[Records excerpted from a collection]
--------------------

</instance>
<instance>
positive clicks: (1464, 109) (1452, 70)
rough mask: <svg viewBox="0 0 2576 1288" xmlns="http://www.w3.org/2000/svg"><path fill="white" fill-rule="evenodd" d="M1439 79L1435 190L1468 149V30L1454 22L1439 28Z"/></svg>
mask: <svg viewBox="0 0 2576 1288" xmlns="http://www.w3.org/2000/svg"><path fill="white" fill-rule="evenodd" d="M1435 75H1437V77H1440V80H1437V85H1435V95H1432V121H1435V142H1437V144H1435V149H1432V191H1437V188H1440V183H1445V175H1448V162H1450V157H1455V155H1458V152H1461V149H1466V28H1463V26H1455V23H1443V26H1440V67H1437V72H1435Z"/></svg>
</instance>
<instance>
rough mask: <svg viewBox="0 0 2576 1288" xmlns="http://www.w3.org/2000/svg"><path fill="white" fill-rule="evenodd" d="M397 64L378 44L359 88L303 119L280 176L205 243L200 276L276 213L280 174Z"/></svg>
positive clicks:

--------------------

▶ _Assigned task_
The line with "positive clicks: (1464, 109) (1452, 70)" marks the end; reproduce exactly every line from the start of the entries up to it, that line included.

▶ _Answer box_
</instance>
<instance>
positive clicks: (1464, 109) (1452, 70)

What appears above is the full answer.